» **Exercise details**
Count the lines below that contain the string "wall", treating uppercase and lowercase as different. Reply with the number only.

○ ○ ○ ○ ○ ○ ○

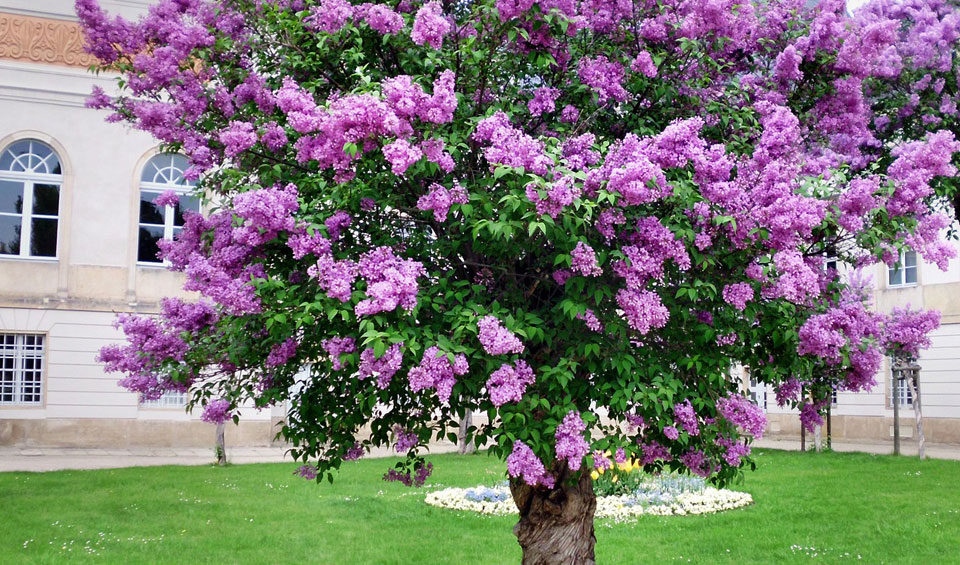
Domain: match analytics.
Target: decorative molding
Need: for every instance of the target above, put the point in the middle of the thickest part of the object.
(42, 40)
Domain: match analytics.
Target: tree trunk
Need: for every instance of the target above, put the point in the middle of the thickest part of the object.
(466, 446)
(921, 447)
(556, 525)
(221, 449)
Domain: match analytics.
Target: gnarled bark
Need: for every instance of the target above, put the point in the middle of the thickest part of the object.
(556, 525)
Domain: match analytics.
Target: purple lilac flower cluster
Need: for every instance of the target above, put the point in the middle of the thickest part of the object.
(217, 411)
(335, 347)
(355, 452)
(384, 367)
(523, 463)
(744, 414)
(391, 282)
(687, 417)
(509, 382)
(510, 146)
(430, 25)
(282, 352)
(405, 440)
(543, 101)
(496, 339)
(643, 310)
(558, 195)
(439, 199)
(738, 294)
(437, 372)
(583, 260)
(571, 446)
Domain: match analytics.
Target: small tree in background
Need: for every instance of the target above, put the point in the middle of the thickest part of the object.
(540, 211)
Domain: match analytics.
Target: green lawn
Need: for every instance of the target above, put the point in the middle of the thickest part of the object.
(844, 506)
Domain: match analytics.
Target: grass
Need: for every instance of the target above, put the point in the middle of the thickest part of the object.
(829, 507)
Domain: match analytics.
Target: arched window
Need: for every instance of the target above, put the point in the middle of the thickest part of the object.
(30, 183)
(162, 173)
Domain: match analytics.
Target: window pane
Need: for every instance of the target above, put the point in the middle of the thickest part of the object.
(147, 248)
(150, 213)
(10, 235)
(44, 238)
(46, 199)
(910, 259)
(910, 275)
(11, 196)
(896, 277)
(187, 203)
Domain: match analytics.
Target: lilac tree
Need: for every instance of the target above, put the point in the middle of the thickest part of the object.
(572, 217)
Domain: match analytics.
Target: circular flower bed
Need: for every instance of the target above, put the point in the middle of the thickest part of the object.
(658, 496)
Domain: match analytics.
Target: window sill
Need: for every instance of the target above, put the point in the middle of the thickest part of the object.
(29, 258)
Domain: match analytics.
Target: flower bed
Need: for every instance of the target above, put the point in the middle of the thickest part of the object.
(658, 496)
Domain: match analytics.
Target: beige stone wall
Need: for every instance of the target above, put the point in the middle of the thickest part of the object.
(870, 429)
(118, 434)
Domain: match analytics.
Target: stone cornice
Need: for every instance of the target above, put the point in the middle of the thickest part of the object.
(42, 40)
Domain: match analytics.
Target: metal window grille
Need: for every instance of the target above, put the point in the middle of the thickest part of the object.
(171, 399)
(21, 369)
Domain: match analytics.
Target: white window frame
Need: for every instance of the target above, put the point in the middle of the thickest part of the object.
(758, 392)
(164, 178)
(170, 399)
(19, 353)
(30, 177)
(901, 269)
(901, 387)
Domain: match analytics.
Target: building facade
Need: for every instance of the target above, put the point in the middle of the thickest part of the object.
(78, 234)
(868, 416)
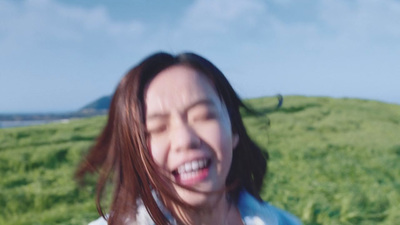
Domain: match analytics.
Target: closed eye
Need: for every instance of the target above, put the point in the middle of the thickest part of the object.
(157, 130)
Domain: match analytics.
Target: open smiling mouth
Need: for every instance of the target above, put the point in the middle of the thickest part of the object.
(192, 172)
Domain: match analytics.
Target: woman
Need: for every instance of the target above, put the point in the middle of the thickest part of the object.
(177, 150)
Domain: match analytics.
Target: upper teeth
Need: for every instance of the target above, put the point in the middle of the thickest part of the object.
(192, 166)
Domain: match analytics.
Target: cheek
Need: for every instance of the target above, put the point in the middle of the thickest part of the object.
(158, 152)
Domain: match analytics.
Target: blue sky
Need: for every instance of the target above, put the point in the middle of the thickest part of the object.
(58, 55)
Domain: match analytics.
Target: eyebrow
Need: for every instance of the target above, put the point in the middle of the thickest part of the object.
(194, 104)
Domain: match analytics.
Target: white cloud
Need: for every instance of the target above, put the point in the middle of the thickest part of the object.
(362, 19)
(35, 22)
(223, 15)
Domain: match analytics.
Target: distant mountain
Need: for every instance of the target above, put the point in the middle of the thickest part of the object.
(98, 106)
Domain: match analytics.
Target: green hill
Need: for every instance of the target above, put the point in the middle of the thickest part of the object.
(99, 105)
(332, 161)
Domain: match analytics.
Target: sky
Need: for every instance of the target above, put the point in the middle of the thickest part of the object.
(59, 55)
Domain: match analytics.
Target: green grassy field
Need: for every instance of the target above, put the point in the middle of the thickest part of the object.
(332, 161)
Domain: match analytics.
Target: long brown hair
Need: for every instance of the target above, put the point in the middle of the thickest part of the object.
(121, 150)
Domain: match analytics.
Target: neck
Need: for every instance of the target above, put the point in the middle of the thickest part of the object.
(221, 211)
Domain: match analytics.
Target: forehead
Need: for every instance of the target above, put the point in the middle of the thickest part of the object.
(176, 87)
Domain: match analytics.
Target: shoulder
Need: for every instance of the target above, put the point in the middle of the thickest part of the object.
(254, 212)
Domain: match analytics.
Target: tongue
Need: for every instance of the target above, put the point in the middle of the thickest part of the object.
(193, 177)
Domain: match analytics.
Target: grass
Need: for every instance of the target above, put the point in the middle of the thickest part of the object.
(332, 161)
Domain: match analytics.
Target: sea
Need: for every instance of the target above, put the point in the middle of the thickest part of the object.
(25, 123)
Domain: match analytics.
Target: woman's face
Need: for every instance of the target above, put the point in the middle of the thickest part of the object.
(190, 135)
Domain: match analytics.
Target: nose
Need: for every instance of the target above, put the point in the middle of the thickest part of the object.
(184, 137)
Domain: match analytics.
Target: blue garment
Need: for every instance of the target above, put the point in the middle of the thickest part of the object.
(251, 211)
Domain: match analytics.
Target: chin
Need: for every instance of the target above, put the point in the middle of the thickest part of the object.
(198, 199)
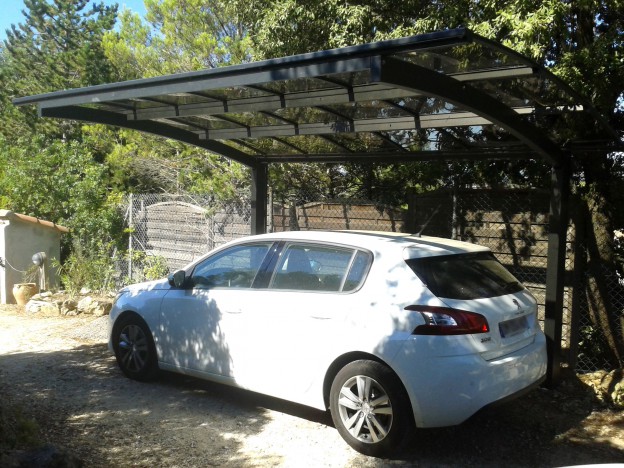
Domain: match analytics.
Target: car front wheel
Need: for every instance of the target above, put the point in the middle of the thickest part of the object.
(134, 349)
(370, 408)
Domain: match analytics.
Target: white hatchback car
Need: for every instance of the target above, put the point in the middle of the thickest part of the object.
(386, 330)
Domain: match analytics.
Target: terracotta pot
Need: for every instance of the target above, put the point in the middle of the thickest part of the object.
(24, 291)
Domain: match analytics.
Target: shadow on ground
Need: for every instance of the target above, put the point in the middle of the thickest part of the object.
(81, 401)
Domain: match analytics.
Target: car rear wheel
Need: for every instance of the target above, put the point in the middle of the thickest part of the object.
(134, 349)
(370, 408)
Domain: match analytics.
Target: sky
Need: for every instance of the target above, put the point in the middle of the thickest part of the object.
(11, 11)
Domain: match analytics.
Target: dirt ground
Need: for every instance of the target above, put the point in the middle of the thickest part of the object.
(59, 372)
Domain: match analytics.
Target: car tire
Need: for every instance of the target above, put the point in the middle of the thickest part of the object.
(134, 349)
(370, 408)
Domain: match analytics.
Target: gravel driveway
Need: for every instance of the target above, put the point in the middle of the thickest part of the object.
(59, 371)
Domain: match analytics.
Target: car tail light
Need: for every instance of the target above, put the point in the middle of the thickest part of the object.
(447, 321)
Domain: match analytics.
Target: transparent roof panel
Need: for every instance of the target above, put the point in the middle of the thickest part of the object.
(380, 98)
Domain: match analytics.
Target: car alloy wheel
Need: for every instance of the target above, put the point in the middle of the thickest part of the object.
(369, 407)
(135, 350)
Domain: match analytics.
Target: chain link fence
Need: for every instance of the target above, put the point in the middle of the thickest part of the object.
(169, 231)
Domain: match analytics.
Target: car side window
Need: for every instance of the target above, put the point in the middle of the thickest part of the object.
(235, 267)
(313, 267)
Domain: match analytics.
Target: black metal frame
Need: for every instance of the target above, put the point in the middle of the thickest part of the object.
(219, 110)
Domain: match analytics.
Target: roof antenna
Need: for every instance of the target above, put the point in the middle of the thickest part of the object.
(424, 226)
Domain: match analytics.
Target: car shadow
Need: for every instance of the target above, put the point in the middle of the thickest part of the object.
(80, 396)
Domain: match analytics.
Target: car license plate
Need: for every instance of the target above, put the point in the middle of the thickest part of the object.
(513, 327)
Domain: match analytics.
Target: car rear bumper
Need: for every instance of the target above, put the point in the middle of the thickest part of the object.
(446, 391)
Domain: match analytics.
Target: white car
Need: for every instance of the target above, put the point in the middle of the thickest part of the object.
(386, 330)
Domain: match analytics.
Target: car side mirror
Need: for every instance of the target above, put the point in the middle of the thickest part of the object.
(177, 278)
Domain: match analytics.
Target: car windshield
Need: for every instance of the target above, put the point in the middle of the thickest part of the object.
(465, 276)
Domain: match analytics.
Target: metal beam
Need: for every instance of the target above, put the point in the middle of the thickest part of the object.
(419, 79)
(259, 198)
(555, 269)
(503, 154)
(449, 119)
(273, 102)
(329, 96)
(112, 118)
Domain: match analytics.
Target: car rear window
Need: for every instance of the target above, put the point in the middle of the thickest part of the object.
(465, 276)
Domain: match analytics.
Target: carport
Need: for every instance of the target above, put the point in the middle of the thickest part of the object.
(449, 95)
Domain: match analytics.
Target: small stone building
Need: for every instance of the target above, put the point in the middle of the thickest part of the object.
(21, 237)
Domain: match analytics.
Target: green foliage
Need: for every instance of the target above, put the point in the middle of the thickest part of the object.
(87, 266)
(58, 46)
(177, 36)
(59, 182)
(155, 267)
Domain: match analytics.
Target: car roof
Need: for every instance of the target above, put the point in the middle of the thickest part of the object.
(411, 245)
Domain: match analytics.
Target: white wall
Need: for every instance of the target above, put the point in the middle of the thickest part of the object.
(19, 241)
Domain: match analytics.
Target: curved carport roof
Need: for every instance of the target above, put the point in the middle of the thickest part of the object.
(449, 95)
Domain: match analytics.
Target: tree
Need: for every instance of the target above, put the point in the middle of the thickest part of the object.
(57, 47)
(581, 42)
(177, 36)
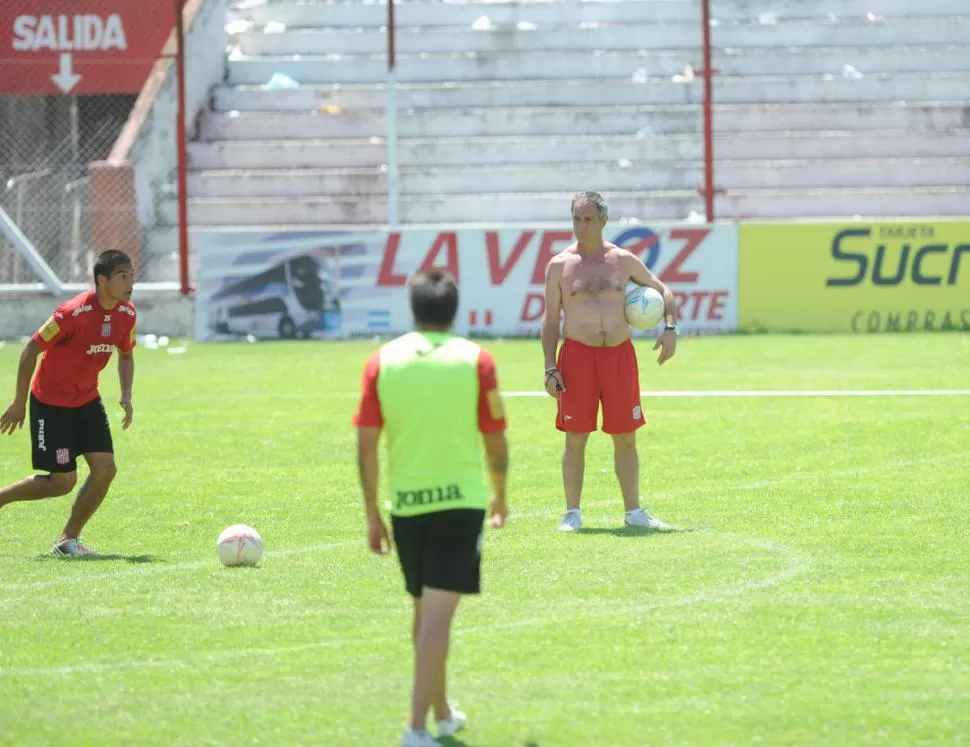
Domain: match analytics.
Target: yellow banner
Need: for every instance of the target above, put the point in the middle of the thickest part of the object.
(858, 277)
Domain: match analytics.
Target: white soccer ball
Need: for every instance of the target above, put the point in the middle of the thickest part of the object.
(644, 308)
(239, 545)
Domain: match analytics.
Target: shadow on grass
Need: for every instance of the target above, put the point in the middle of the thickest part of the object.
(455, 742)
(138, 559)
(634, 531)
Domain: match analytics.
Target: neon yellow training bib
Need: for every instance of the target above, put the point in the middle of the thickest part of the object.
(428, 389)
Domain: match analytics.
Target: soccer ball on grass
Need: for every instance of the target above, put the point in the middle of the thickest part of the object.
(644, 308)
(239, 545)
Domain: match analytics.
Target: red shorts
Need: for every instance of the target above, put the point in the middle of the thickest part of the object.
(593, 375)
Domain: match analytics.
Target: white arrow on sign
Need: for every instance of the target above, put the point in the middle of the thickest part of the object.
(66, 79)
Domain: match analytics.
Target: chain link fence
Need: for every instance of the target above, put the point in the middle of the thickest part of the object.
(45, 178)
(79, 95)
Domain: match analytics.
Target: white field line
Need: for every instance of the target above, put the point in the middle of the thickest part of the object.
(728, 393)
(651, 394)
(553, 511)
(796, 563)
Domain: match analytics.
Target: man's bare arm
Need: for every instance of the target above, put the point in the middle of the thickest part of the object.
(553, 311)
(497, 452)
(25, 371)
(367, 466)
(641, 275)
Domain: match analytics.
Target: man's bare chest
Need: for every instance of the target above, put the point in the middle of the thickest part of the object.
(593, 281)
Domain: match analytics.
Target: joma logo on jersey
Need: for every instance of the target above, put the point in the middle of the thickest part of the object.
(428, 495)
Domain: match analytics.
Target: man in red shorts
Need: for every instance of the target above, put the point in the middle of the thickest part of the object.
(597, 363)
(67, 417)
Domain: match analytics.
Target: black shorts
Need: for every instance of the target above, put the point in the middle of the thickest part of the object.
(59, 434)
(440, 550)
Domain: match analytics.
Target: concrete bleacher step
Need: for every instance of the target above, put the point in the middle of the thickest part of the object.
(353, 14)
(524, 121)
(654, 91)
(890, 202)
(547, 150)
(642, 66)
(631, 175)
(430, 209)
(631, 36)
(730, 61)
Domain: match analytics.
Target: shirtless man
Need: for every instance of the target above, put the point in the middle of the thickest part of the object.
(597, 362)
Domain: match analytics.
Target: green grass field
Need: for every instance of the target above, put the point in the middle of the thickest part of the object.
(818, 593)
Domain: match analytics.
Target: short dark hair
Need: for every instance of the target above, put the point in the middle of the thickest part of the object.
(109, 261)
(434, 298)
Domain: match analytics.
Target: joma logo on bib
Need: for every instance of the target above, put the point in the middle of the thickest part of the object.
(408, 498)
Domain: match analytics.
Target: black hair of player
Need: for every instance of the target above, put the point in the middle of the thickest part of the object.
(109, 261)
(434, 299)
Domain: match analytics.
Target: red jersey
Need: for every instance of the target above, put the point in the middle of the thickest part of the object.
(77, 341)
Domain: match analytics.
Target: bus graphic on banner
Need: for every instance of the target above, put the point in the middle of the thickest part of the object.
(293, 298)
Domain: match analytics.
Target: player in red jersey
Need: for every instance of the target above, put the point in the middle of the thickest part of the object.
(67, 417)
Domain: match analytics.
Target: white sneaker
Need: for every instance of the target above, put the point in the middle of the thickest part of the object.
(640, 518)
(571, 520)
(453, 724)
(418, 739)
(72, 548)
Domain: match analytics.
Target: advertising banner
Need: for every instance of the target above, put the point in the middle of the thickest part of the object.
(81, 46)
(331, 284)
(860, 277)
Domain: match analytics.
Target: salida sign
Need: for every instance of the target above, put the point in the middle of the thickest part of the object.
(80, 46)
(501, 273)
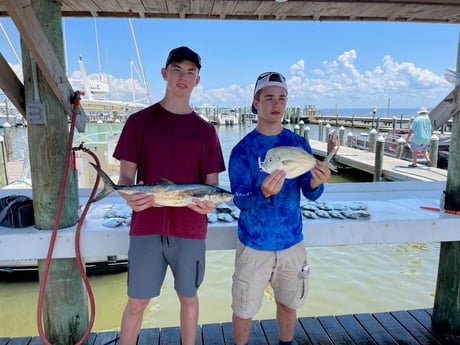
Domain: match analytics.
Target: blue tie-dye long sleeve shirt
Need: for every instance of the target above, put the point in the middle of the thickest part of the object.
(273, 223)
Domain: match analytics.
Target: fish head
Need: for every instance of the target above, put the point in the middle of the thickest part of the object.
(273, 161)
(293, 160)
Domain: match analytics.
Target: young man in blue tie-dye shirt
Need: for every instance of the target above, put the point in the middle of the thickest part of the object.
(270, 246)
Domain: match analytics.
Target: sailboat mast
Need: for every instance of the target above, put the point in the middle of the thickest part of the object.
(149, 99)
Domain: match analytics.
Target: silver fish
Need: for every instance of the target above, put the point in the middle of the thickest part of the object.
(166, 193)
(295, 161)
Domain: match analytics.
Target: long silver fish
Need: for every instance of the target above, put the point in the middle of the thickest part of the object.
(166, 193)
(295, 161)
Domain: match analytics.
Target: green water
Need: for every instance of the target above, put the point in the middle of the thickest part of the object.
(348, 279)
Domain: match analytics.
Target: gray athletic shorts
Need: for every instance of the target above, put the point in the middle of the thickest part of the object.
(287, 271)
(419, 147)
(149, 256)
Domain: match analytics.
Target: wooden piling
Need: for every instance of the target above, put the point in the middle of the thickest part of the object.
(446, 310)
(378, 165)
(434, 149)
(65, 311)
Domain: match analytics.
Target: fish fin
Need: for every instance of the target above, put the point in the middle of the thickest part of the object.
(332, 166)
(109, 185)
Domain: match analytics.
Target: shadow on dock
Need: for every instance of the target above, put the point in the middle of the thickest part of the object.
(412, 327)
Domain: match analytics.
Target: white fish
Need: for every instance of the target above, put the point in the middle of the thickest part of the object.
(295, 161)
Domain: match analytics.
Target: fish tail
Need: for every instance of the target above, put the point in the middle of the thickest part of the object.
(109, 185)
(329, 157)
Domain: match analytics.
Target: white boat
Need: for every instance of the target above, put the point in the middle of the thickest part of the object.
(227, 117)
(97, 108)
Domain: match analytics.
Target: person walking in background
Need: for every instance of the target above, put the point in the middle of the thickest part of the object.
(167, 140)
(419, 137)
(270, 241)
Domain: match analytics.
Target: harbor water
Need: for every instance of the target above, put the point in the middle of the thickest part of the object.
(343, 280)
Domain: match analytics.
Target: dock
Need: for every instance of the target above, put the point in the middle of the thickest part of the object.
(393, 169)
(412, 327)
(382, 123)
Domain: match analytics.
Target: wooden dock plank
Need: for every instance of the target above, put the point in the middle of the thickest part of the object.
(212, 334)
(335, 330)
(169, 336)
(424, 317)
(104, 338)
(415, 328)
(315, 331)
(397, 330)
(256, 334)
(393, 169)
(386, 328)
(356, 331)
(375, 329)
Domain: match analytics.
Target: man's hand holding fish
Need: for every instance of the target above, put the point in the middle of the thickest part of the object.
(320, 173)
(273, 183)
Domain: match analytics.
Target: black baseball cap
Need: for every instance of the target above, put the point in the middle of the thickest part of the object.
(183, 53)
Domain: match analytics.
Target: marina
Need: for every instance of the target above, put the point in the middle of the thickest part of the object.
(398, 212)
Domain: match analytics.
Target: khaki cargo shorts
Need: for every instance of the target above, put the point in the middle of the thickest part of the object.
(287, 271)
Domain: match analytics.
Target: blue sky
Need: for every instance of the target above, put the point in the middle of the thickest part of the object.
(328, 64)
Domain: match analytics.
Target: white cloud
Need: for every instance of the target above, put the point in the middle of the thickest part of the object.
(337, 82)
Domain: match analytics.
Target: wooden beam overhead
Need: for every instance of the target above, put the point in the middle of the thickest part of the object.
(12, 86)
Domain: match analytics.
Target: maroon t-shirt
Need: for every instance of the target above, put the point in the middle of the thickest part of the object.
(180, 148)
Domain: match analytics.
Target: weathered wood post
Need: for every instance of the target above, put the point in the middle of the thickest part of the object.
(400, 143)
(320, 130)
(3, 170)
(65, 304)
(8, 142)
(434, 148)
(350, 139)
(378, 164)
(342, 134)
(306, 133)
(372, 139)
(446, 309)
(327, 130)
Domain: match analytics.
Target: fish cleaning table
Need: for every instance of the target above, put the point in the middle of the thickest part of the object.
(394, 208)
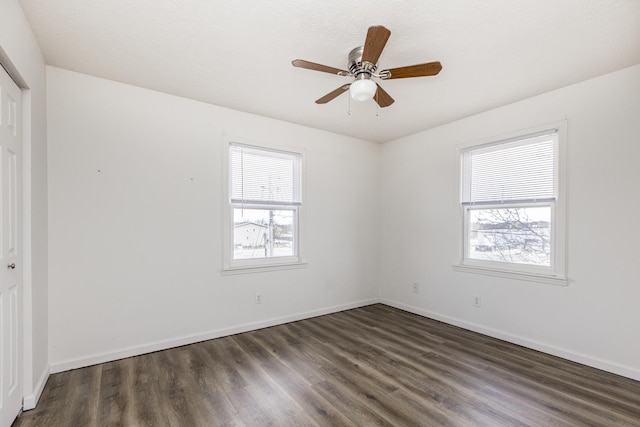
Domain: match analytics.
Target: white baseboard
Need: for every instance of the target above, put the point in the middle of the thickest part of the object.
(604, 365)
(190, 339)
(30, 401)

○ ○ ○ ○ ○ ○ ○

» **Exercise output**
2